[SELECTED EXTRACT]:
* START *

2013-10-06 Thread Robin Gareus
On 10/06/2013 01:34 PM, Kjetil Matheussen wrote:
> I want to detect INFs and NANs in my DSP graph to avoid having
> them spread and cause various trouble.
> 
> Here is the straight forward way:
> 
> int i;
> for (i=0;i   if (!isfinite(samples[i])) break
>
> if(i!=num_samples)
>   error();
> 
> But is this as efficient as we get it?

Probably. Unless you start to dive into CPU specifics and wander off to
assembly.

> I'm wondering if comparing samples using for instance SIMD
> instructions, for instance, could make it around 4 times faster,
> Something like this:
> 
> for(i=0;i   if(samples[i]!=samples[i]))
>  break;
>
> where the samples[i]!=samples[i] test would succeed

You probably already know that, but be careful with this when using
optimizations with this comparison. -ffast-math may void IEEE compat.

> if it was a nan or inf, since INFs and NANs don't behave normally.

* END *

[ENTRIES]:
* START *

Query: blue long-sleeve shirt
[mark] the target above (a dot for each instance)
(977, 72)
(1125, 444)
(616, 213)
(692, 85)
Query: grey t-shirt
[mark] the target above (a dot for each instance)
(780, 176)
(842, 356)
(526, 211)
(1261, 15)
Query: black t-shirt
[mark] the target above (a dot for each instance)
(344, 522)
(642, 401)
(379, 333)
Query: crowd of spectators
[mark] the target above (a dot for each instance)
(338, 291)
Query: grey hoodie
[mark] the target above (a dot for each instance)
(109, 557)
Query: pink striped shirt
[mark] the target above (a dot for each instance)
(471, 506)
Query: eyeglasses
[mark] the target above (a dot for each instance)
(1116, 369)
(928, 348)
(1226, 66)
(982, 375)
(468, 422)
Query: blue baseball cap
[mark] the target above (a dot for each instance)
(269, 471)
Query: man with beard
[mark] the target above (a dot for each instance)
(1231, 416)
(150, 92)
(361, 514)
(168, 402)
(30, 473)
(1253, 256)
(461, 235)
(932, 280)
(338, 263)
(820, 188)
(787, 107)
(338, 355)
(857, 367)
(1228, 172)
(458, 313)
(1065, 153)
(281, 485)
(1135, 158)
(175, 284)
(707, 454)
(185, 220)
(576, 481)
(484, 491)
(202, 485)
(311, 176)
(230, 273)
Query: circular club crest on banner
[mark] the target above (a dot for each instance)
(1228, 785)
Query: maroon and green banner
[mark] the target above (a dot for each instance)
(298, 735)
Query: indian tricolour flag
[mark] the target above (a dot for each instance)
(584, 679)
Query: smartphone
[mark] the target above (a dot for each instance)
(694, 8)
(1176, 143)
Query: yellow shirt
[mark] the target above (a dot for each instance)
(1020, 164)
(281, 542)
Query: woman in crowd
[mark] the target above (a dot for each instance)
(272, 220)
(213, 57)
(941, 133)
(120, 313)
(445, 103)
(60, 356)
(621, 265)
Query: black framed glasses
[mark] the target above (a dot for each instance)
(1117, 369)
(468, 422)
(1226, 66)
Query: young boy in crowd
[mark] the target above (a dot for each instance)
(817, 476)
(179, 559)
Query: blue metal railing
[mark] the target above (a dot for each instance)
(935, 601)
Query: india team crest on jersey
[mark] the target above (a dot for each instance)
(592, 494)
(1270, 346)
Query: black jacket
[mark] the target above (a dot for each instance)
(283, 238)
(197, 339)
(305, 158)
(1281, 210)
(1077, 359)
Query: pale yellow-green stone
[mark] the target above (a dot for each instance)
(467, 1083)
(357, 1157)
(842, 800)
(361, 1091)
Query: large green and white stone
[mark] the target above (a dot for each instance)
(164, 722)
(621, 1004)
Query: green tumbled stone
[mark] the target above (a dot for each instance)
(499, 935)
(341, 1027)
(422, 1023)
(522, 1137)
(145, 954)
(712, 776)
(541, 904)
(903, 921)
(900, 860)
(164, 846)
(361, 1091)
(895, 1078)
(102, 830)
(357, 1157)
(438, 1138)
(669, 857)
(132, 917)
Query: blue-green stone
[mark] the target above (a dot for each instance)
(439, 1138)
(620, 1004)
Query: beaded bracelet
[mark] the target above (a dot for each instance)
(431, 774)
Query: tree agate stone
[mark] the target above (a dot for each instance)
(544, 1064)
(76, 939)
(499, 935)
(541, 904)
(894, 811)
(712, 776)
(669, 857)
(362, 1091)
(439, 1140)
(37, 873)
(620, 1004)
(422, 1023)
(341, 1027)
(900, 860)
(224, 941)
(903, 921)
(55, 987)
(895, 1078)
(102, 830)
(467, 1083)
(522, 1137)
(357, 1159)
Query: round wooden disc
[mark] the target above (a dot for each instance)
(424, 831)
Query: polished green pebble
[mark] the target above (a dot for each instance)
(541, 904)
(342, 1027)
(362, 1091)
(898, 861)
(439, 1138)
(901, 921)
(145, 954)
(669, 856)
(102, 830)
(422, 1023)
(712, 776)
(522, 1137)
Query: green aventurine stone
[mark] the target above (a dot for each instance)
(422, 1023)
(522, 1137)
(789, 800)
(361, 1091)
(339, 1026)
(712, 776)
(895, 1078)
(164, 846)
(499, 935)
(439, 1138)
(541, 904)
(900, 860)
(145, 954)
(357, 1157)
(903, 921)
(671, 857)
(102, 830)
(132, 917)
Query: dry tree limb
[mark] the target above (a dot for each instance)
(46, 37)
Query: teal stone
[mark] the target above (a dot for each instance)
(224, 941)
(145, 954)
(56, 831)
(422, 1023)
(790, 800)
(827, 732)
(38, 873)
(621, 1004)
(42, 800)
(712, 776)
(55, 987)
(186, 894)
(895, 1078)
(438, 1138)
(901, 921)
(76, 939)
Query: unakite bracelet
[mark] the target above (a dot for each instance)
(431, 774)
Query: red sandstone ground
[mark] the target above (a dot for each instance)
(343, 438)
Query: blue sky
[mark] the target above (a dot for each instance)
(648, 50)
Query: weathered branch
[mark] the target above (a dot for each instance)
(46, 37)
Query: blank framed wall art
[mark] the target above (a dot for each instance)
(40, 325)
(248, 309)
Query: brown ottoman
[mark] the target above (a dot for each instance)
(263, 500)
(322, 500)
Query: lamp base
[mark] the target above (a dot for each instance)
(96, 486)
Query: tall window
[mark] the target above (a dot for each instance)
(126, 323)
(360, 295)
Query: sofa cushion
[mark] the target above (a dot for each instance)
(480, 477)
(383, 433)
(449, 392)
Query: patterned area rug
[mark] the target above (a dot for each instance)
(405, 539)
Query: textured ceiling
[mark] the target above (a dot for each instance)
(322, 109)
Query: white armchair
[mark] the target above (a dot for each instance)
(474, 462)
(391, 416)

* END *

[PROBLEMS AND TASKS]:
1. According to the thread on detecting INFs and NANs, which compiler option may void IEEE compatibility?
2. List every variable name that appears in the code lines of the thread on detecting INFs and NANs.
3. Quote the thread on detecting INFs and NANs, starting at the words "You probably already" and ending after "don't behave normally.".
The listing has no connection to the thread.

[EXPECTED OUTPUTS]:
1. -ffast-math

2. i, samples, num_samples

3.
You probably already know that, but be careful with this when using
optimizations with this comparison. -ffast-math may void IEEE compat.

> if it was a nan or inf, since INFs and NANs don't behave normally.